> Requirement 1: Translate into French this sentence from the article on the Patriotic Electoral Bloc below: "The bloc was disbanded on 22 October 2025, after the two largest member parties (PSRM and PCRM) had left to form separate parliamentary factions."

- Abbreviation: BEP
- Founder: Igor Dodon Irina Vlah Vasile Tarlev
- Founded: 29 July 2025
- Registered: 3 August 2025
- Dissolved: 22 October 2025
- Preceded by: Bloc of Communists and Socialists
- Ideology: Russophilia Euroscepticism
- Political position: Left-wing

= Patriotic Electoral Bloc =

Political alliance in Moldova

The Patriotic Electoral Bloc (Blocul Electoral Patriotic, BEP), officially the Patriotic Electoral Bloc of Socialists, Communists, the Heart and Future of Moldova (Blocul Electoral Patriotic al Socialiștilor, Comuniștilor, Inima și Viitorul Moldovei), was a pro-Russian left-wing electoral alliance in Moldova, created to participate in the 2025 parliamentary election.

The bloc was composed of four parties: The Party of Communists of the Republic of Moldova (PCRM; led by Vladimir Voronin), the Party of Socialists of the Republic of Moldova (PSRM; led by Igor Dodon), the Future of Moldova Party (PVM; led by Vasile Tarlev) and the Heart of Moldova Party (PRIM; led by Irina Vlah). The latter was barred from participating in the election over accusations of illegal financing and excluded from the bloc's list of candidates two days before the election took place.

The bloc was disbanded on 22 October 2025, after the two largest member parties (PSRM and PCRM) had left to form separate parliamentary factions.

== History ==

=== Founding ===
On 4 June 2025, the For Moldova Platform was formed aiming to unite the opposition parties and later received support from the Party of Socialists (PSRM), the Party of Communists (PCRM) and the Future of Moldova Party (PVM). On 4 July 2025, PSRM leader Igor Dodon announced negotiations for a left-wing bloc. PCRM leader Vladimir Voronin later confirmed that the bloc would include the PSRM, PCRM, the PVM and the Heart of Moldova Party (PRIM). On 22 July, the leaders of the four parties announced an electoral bloc. The PCRM threatened to withdraw from the negotiations after demanding places 1 and 4 on the bloc's list "according to sources from within the bloc" as Moldovan journalist Tudor Ioniță stated, quoted by IPN Press Agency and Vocea Basarabiei.

(Data records)

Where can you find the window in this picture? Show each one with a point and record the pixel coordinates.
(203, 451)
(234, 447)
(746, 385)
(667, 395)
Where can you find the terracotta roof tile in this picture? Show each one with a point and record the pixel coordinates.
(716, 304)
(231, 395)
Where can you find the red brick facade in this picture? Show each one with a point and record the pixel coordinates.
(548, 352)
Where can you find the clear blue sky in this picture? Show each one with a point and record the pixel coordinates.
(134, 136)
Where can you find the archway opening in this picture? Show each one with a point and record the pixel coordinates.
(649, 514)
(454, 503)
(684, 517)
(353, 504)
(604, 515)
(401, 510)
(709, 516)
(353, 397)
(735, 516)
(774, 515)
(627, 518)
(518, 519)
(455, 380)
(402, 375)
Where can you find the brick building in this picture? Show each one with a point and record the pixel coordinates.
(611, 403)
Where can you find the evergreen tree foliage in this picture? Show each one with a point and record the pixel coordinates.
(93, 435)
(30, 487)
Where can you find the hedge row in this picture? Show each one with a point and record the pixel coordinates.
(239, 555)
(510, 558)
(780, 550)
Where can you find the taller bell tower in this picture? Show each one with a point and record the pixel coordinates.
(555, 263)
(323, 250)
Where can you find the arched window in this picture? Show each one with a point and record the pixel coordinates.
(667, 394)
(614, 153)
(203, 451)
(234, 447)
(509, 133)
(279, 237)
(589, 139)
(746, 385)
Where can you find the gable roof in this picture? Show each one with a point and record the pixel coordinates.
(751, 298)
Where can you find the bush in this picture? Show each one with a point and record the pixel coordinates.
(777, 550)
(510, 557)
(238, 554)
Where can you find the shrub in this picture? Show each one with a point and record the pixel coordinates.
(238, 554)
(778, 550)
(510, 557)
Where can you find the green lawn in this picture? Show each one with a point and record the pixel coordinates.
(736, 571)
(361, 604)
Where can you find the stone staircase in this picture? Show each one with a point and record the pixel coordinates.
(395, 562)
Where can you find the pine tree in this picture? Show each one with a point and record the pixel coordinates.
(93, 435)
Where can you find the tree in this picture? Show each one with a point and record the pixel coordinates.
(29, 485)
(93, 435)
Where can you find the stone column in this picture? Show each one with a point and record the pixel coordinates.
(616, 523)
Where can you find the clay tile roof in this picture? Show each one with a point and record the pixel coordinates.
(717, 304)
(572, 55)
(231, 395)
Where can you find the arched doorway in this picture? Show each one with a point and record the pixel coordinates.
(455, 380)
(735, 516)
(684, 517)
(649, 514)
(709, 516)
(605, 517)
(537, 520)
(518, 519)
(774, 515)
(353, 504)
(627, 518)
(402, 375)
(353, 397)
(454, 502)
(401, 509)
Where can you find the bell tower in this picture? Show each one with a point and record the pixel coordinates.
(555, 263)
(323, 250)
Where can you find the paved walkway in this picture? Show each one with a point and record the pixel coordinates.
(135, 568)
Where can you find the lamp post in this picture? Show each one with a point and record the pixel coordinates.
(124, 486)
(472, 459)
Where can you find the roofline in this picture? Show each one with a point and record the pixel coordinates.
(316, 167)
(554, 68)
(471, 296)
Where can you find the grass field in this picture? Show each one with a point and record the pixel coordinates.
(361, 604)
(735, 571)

> Requirement 2: Count the lines of the listing above that contain the word "tree", and reply with the number alone.

> Written answer 1: Le bloc a été dissous le 22 octobre 2025, après que les deux plus grands partis membres (PSRM et PCRM) l'eurent quitté pour former des factions parlementaires distinctes.

> Written answer 2: 3